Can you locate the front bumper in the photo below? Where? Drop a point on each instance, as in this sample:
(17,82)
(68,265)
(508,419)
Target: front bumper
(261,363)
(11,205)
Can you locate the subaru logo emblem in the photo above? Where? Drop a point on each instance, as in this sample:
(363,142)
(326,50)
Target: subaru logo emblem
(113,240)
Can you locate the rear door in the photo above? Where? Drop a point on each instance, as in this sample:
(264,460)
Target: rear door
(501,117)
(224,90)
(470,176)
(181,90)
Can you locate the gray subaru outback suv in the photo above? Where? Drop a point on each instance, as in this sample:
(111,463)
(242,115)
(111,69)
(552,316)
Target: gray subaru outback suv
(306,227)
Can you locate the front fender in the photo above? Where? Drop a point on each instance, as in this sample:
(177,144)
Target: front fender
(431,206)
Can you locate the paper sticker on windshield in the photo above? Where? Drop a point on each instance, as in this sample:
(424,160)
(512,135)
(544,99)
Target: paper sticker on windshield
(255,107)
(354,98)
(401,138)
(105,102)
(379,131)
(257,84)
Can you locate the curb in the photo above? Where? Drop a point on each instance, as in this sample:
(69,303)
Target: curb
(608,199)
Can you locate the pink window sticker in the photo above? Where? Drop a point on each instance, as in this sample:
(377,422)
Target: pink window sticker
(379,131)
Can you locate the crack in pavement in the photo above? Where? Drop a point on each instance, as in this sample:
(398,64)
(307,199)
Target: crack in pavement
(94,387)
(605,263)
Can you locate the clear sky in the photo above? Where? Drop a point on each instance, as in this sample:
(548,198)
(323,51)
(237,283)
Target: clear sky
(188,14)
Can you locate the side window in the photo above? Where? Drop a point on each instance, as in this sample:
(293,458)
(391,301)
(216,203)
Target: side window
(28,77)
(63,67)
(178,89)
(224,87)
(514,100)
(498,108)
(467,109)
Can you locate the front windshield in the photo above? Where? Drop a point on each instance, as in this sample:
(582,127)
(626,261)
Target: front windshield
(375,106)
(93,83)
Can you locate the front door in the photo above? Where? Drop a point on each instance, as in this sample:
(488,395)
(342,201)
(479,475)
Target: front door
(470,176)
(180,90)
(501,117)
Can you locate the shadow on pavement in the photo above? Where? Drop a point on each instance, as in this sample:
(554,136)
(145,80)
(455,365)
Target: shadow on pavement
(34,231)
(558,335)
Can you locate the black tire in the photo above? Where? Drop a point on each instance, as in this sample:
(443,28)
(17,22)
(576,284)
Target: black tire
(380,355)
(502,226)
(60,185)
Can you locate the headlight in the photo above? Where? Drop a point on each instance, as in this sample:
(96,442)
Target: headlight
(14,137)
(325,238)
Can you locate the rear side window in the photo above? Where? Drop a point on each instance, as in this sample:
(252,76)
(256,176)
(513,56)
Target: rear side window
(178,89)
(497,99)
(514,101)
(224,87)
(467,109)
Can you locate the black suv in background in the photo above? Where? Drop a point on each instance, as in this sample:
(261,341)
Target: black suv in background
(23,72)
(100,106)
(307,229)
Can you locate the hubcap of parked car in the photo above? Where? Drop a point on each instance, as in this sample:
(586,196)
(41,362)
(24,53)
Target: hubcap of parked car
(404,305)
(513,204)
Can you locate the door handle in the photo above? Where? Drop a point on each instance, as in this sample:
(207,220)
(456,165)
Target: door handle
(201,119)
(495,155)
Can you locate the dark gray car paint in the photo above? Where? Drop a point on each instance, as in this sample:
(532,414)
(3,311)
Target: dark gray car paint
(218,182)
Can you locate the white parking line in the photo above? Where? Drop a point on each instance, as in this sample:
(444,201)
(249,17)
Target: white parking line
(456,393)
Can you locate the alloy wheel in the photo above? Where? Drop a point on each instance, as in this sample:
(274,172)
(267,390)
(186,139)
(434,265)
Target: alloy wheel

--*--

- Your goal
Only the lines from the one with "Can you locate the hubcap" through the end of the material are wanted; copy them exactly, both ends included.

- Final result
Can you locate the hubcap of parked car in the photo above? Where? Drop a point on each instance, as in this sample:
(586,196)
(41,362)
(24,53)
Target: hubcap of parked car
(404,305)
(513,204)
Can you locate the door handle in the photo above? Where? Drop a point on each instance, as in this sample:
(207,220)
(456,165)
Target: door handle
(201,119)
(495,155)
Can you locate the dark gray car paint in the photo above? Where? Drop a point on each instance, as in this sample:
(532,414)
(3,311)
Target: dark gray car paint
(218,182)
Can you locate the white parking line in the photo above? Where? Drop a point on each instance, as in this sample:
(444,201)
(249,17)
Target: white parking line
(456,393)
Can you locate the alloy wheel in the photo above? Where? Drop a point on each instance, as in this sample:
(274,172)
(267,390)
(186,139)
(434,265)
Target: alloy wheel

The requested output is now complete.